:: What to produce ::
Extract every line in the rows below that contains the word "Please".

:: Data for this exercise ::
+ + + + + + +

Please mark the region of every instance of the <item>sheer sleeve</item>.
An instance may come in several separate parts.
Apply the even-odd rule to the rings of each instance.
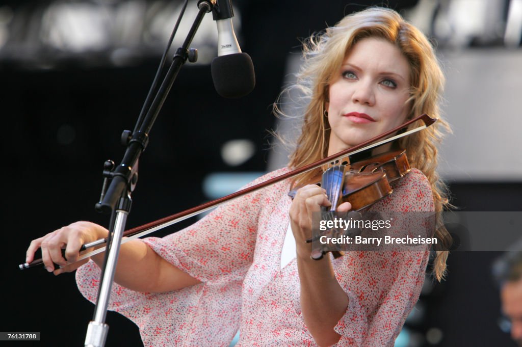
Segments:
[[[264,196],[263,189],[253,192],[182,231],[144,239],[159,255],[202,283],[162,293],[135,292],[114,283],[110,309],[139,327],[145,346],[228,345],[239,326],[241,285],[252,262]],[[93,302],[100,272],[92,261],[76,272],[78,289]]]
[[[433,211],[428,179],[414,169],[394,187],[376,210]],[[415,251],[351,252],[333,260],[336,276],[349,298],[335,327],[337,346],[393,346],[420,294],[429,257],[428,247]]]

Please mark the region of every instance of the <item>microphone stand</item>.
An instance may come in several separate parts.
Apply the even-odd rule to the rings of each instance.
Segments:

+ + + + + + +

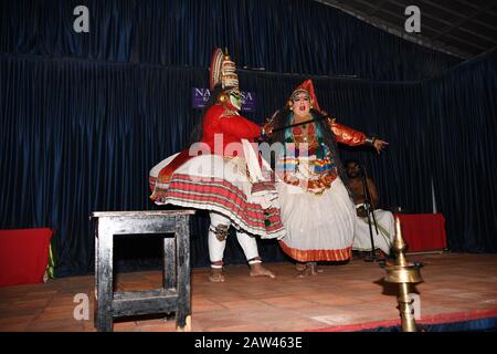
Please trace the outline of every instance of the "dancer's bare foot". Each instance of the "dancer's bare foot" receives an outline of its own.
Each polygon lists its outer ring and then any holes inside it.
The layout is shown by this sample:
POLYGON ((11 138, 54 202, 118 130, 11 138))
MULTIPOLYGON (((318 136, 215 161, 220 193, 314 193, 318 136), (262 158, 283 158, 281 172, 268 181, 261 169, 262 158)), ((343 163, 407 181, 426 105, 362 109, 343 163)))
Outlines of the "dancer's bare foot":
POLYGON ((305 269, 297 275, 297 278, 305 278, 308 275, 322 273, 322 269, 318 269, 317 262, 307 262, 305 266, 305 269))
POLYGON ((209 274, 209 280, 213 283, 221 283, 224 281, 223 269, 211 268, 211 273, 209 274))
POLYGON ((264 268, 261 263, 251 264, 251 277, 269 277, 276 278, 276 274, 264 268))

+ + + + + + +

:: Answer to this exercise ::
Please mark the region of every instance of the <item>sheer sleeve</item>.
Please mark the region of every instance of the <item>microphone stand</item>.
Please trace the outline of every instance of the "dancer's bare foot". Each instance of the "dancer's bare foot" receives an outline of its own.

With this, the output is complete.